:: GOAL 1 ::
Answer these from the thread below:
(a) What range of sampling rates does Nicolas give for the project?
(b) What is the first prototype based on?
(c) According to Ger's reply, what kind of access does HDF5 not support?
:: GOAL 2 ::
Filter the rows that follow the thread, keeping every line that contains the string "black". Case counts.
# SELECTED EXCERPT start
Is hdf5 suitable for real-time measurements ?

Nicolas · July 13, 2012, 12:31pm

Dear list,

I would like to know if hdf5 is suitable for real-time data logging or not ?

More precisely: I work on a project in which we want to continuously (sampling rate ranging form 30 to 400Hz) mix a fair amount of data (several hours) of different natures (telemetry, signals, videos).

Data have to be written in real-time (or with a small delay) in order to keep us from losing them on potential crash.

Our first prototype is based on sqlite3, however we feel that some limitations could rise from a long run usage: speed, one database == one file, and difficulties for accessing database from several threads (Lock exception when reading and writing at the same time).

So, I am considering the possibility to use hdf5 as a back-end for data storage on disk (and numpy/pytable for internal representation). Do you think it is possible to update hdf5 file on at a regular interval from such python binding ?

Thank you very much !

Cheer,
Nicolas

Ger_van_Diepen · July 16, 2012, 2:09pm

Hi Nicolas,

You are not very precise.
What is the amount of data you have to write at the rates you mention?
Is it all numeric, or also strings? Can the data be compressed?

Note that HDF5 does not support simultaneous access of readers and
writers. It is expected in a future version.
Also note that in case of a crash some internal HDF5 meta data may not
be up-to-date, so data can be lost. This is worked on using journaling.

For some of our astronomical applications we store the observational
meta data directly in an HDF5 file, while the main (numeric) data are
stored in an external file which is described in the HDF5 file, thus can
be accessed as HDF5 data.
The advantage is that no HDF5 overhead is involved and in case of a
crash about all data are safe.
However, beforehand you have to define the total data size.
Furthermore, the data need to be regularly shaped.

Cheers,
Ger

Nicolas <nblouveton@gmail.com> 7/13/2012 2:31 PM >>>

Dear list,

I would like to know if hdf5 is suitable for real-time data logging or
not ?

More precisely: I work on a project in which we want to continuously
(sampling rate ranging form 30 to 400Hz) mix a fair amount of data
(several hours) of different natures (telemetry, signals, videos).

Data have to be written in real-time (or with a small delay) in order
to
keep us from losing them on potential crash.

Our first prototype is based on sqlite3, however we feel that some
limitations could rise from a long run usage: speed, one database ==
one
file, and difficulties for accessing database from several threads
(Lock
exception when reading and writing at the same time).
# SELECTED EXCERPT end
# DATASET EXTRACT start
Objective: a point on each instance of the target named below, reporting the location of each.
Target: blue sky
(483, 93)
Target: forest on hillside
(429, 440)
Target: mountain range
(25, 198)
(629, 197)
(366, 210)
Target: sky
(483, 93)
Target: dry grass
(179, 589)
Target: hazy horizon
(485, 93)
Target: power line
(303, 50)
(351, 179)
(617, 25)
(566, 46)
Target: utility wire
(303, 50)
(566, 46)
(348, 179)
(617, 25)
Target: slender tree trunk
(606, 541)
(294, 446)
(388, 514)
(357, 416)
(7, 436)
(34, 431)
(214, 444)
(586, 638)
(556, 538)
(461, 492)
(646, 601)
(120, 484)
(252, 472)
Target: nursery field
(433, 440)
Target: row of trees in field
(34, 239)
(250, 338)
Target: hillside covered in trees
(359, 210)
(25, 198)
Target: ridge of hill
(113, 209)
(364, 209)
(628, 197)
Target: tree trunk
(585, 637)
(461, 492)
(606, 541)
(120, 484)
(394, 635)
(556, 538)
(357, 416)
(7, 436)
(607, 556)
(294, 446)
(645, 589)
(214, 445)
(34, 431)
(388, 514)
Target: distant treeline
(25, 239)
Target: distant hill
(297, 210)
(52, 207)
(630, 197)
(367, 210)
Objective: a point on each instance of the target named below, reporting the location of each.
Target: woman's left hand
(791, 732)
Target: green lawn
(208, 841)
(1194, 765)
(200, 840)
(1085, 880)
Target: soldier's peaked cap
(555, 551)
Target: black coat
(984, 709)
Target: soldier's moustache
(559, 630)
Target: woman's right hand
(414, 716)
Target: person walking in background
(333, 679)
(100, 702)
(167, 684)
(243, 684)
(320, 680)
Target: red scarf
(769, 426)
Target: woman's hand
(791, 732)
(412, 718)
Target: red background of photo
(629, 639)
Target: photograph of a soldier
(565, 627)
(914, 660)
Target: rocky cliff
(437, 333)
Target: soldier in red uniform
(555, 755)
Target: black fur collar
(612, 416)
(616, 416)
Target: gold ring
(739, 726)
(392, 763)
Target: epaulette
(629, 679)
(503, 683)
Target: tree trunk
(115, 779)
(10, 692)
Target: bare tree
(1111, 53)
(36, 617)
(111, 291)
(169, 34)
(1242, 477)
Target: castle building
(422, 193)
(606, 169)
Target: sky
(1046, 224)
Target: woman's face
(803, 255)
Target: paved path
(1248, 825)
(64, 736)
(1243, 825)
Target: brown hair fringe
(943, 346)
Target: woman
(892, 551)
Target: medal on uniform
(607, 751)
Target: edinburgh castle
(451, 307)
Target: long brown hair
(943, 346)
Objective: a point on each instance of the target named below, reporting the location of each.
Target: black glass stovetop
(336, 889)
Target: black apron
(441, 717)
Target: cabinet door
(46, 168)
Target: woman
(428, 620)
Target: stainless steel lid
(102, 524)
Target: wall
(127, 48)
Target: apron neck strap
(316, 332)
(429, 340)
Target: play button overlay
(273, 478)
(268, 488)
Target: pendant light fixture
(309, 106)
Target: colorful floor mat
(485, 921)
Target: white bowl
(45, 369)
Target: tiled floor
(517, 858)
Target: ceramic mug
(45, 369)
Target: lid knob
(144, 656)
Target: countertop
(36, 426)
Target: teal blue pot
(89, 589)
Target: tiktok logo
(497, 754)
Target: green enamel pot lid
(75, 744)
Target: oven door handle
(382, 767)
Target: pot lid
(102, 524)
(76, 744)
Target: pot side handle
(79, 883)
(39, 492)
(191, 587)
# DATASET EXTRACT end
:: COMPLETE RESPONSE 1 ::
(a) From 30 to 400Hz.
(b) sqlite3.
(c) Simultaneous access of readers and writers.

:: COMPLETE RESPONSE 2 ::
Target: black coat
Target: black fur collar
Target: black glass stovetop
Target: black apron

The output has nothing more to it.